Rewrite the listing from the line containing "Intersection-audit request. Target: tidal" through its final line, requests included, and scale every marker coordinate by 1.9. Round each result to a whole number, with halves rounding up.

— start RECORD SET —

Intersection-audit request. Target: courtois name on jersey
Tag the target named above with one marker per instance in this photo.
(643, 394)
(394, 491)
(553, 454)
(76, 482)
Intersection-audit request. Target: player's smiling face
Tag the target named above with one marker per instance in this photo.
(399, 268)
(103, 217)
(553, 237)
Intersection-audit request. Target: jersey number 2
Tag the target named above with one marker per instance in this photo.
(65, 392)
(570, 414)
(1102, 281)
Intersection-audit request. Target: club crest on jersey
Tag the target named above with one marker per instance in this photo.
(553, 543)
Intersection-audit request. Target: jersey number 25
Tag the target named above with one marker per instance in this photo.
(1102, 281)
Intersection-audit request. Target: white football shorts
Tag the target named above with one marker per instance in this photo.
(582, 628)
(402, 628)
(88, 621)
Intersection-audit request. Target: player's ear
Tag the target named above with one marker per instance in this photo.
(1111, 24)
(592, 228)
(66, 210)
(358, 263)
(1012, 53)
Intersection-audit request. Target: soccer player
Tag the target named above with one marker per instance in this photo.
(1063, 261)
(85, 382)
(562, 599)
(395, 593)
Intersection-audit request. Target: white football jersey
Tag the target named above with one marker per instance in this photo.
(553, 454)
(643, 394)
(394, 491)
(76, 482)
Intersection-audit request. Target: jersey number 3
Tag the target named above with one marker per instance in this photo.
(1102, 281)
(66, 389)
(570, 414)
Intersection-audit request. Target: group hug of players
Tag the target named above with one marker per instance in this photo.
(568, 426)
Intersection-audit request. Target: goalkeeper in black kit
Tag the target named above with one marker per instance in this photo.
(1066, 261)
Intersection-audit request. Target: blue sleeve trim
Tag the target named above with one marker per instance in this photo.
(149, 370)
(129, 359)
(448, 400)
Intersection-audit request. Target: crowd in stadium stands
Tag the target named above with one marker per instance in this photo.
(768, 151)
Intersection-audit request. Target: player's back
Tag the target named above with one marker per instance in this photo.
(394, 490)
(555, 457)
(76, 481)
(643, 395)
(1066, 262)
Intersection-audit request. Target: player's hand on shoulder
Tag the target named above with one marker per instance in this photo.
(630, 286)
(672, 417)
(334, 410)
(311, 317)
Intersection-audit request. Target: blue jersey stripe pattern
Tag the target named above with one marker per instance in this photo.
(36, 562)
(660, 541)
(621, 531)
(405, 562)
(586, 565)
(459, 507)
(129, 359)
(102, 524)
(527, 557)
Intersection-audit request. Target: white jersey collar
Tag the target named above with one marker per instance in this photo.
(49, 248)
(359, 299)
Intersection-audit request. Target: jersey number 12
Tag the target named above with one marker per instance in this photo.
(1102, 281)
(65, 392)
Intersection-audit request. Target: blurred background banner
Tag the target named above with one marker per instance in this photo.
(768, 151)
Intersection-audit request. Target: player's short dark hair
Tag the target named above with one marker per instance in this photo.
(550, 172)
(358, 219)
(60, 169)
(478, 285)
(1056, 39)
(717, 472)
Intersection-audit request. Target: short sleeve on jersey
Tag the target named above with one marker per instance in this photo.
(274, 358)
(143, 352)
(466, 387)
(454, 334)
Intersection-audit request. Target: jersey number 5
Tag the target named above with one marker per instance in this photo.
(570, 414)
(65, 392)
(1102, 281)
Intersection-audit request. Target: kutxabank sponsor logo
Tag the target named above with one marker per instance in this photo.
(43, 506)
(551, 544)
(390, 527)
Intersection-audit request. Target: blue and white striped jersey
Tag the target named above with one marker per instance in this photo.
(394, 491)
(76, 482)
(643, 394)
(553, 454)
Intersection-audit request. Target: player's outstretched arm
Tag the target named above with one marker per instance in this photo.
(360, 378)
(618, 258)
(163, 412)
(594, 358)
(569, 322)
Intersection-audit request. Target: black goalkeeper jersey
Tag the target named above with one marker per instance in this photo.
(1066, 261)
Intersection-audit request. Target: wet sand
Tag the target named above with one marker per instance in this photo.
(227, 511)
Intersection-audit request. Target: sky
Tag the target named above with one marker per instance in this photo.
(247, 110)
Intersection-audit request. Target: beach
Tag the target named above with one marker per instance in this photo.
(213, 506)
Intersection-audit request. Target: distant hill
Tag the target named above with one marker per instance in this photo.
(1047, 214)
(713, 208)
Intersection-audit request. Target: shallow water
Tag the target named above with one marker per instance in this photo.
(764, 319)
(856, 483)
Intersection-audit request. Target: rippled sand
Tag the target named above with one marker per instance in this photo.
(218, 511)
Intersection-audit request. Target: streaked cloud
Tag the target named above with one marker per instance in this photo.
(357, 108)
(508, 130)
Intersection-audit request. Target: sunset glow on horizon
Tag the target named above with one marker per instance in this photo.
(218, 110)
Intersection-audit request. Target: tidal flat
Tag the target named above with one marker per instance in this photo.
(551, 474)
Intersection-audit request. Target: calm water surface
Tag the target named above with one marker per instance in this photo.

— end RECORD SET —

* _ANSWER TO THE EXERCISE_
Intersection-audit request. Target: tidal flat
Tag the target named above with one marker per instance in this photo.
(1047, 901)
Intersection-audit request. Target: calm water surface
Tag the target named above with one marker per instance in this photo.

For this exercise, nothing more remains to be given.